(Extracted data entries)
· · · · ·
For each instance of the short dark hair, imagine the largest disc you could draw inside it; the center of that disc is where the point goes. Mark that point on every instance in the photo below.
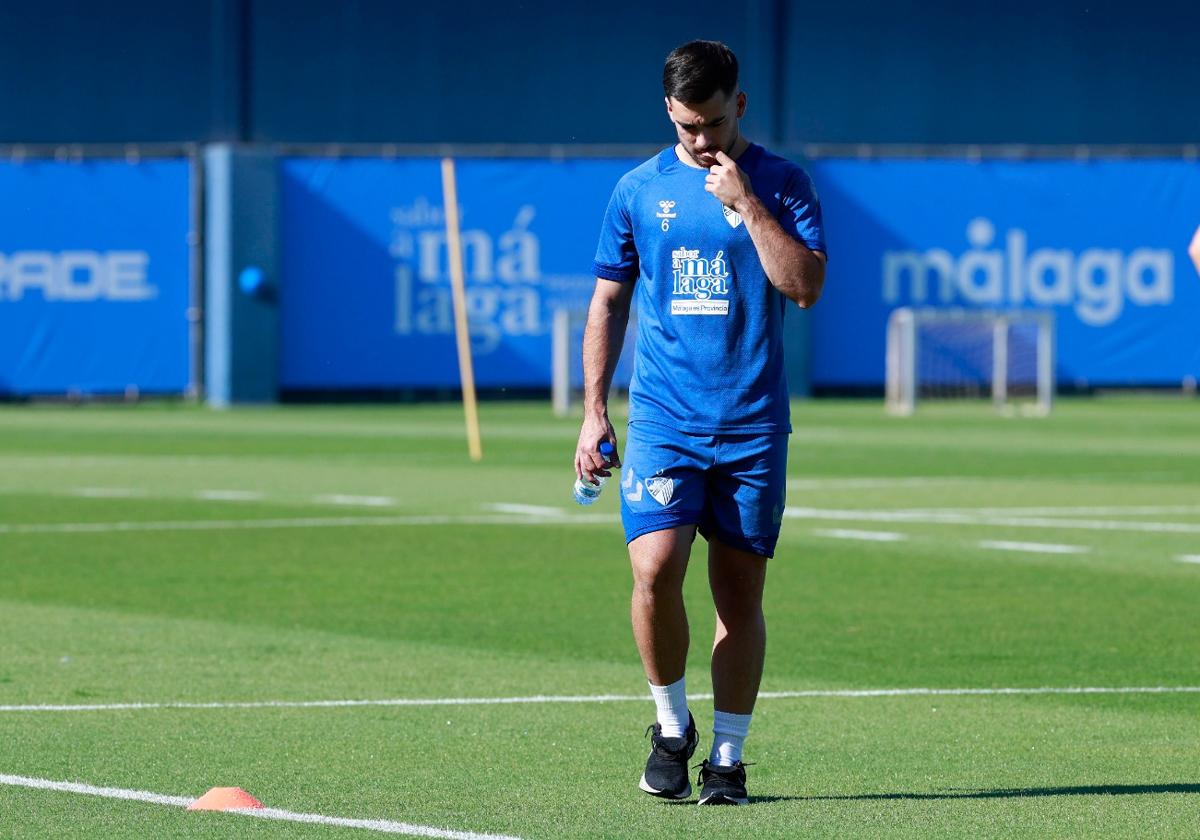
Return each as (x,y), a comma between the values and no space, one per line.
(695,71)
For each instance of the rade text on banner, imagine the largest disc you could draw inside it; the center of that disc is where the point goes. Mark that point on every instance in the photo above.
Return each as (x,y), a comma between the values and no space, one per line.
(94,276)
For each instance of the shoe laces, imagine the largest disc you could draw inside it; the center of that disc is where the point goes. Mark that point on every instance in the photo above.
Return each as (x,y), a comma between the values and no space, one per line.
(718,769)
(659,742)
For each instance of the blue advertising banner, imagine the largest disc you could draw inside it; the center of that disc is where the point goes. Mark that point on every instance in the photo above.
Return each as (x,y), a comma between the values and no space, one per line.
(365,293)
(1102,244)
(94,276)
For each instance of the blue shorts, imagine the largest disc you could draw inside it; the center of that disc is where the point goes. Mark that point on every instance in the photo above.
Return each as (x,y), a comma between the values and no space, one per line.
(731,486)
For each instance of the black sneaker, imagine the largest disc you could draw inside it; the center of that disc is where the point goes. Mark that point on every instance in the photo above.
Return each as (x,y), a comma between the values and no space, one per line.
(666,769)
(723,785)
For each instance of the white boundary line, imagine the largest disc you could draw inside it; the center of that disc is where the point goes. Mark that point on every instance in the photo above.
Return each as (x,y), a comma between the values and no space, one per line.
· · · · ·
Task to carry out:
Update the material from the line containing "For each instance of the black" through the end, changing every "disc" to "circle" and leaving everything else as it is.

Response:
For each instance of the black sneaker, imagine the largest circle you could draw inside it; the center of that circle is where the point goes. Mark that point on every instance in the photo above.
Return each as (x,y), a comma between the values and no space, one per line.
(666,769)
(723,785)
For each instance of the white boundary line, imagine the largest circle you could draw inside it; the center of that circle is where the point goes. Mark that point on every instance in the photo above.
Return each as (x,y), a comma between the values and no space, one per line.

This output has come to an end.